__WHAT THE TASK ASKS__. In the news article about the Upper East Side bike lanes, on what date did the Department of Transportation return to Community Board 8 with the same plan?

UPPER EAST SIDE — Residents were baffled by the city's failure to alter a plan to install crosstown bike lanes in the neighborhood after they rejected the proposal last month.
Community Board 8 last month largely opposed the Department of Transportation's plans to put painted bike lanes on six one-way streets on the Upper East side, instead calling on the city to put them on broader, two-way streets instead.
So locals were surprised when the agency returned to Community Board 8 on March 2 with the exact same plan that CB8 had already rejected.
"I'm disappointed that everything we heard tonight, we heard a month ago," said resident Betty Cooper Wallerstein at a Community Board meeting on March 2. "It isn't right to have a meeting and then come back the next month with the exact same things."
On Feb. 4, when the DOT presented plans to install the lanes on East 67th, 68th, 77th, 78th, 84th and 85th streets, residents slammed the idea citing heavy crowding along those stretches.
Residents initially said the new bike lanes would add to the congestion of the streets, which already draw a lot of traffic because of the schools, hospitals, bus lanes and subways in the area.

(Natural language region descriptions)

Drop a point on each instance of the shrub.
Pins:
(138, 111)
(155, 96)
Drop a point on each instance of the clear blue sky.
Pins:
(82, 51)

__ANSWER BELOW__. March 2